— BEGIN Data provided —

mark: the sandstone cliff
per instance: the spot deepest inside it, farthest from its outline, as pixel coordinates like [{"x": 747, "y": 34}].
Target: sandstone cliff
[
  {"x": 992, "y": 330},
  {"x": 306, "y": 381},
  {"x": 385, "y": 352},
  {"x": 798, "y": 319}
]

— END Data provided —
— BEGIN Data provided —

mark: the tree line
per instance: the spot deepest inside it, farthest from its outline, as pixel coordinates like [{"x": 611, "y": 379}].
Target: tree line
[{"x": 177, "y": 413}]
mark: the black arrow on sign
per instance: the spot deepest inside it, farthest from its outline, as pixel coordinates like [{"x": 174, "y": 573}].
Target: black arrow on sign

— END Data provided —
— BEGIN Data provided —

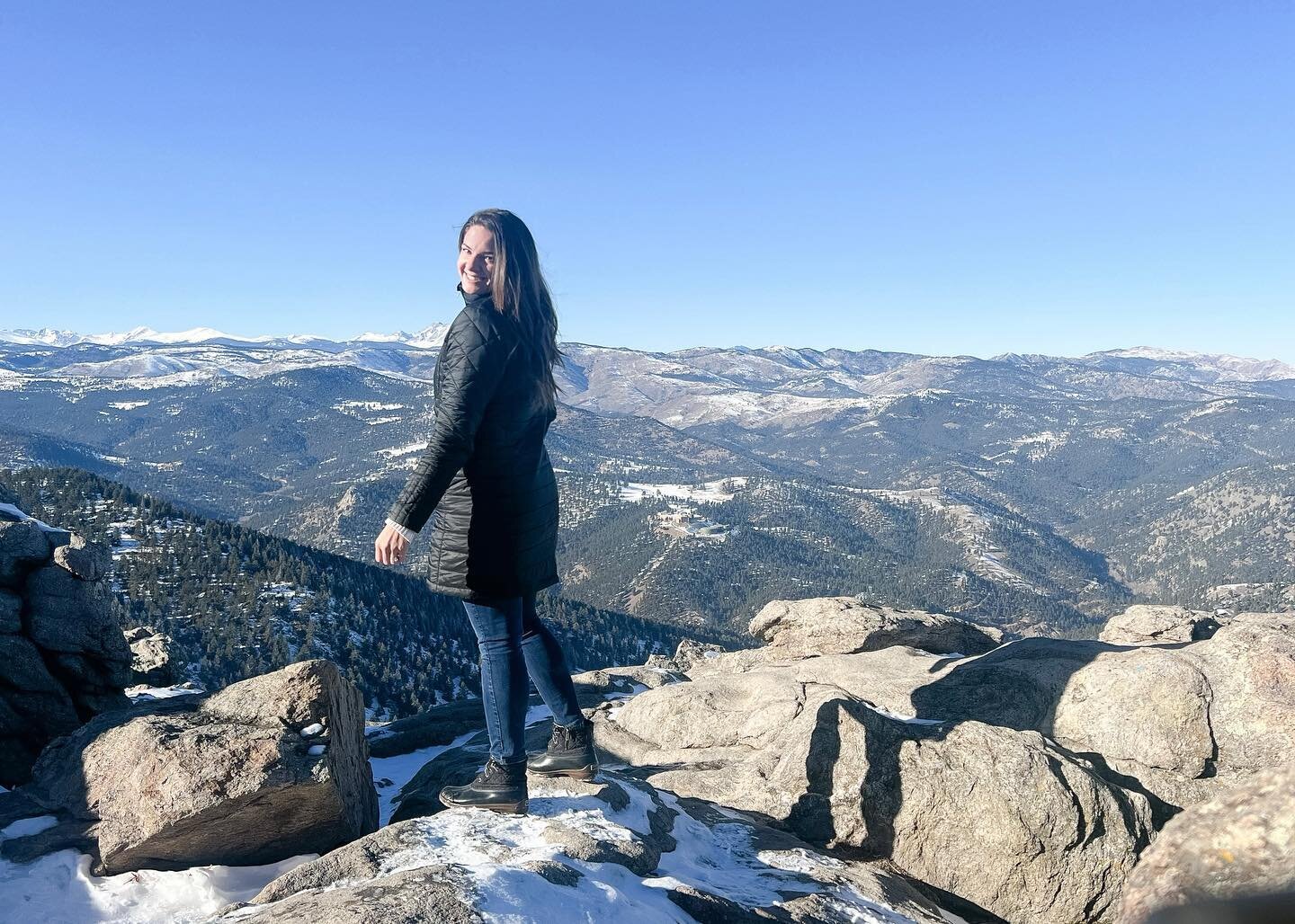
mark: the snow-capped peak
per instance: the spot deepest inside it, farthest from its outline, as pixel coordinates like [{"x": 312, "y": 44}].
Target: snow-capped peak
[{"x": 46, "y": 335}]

— END Data provided —

Please write out the lines from the one containing "mark: the black arrow on sign" through the one containing "Target: black arrow on sign", swapping "black arrow" for "white arrow" and leaving everything else unchanged.

[Result of the task]
mark: the white arrow on sign
per instance: the spot deepest inside it, farthest from its outline, as pixel coordinates like [{"x": 174, "y": 573}].
Target: white arrow on sign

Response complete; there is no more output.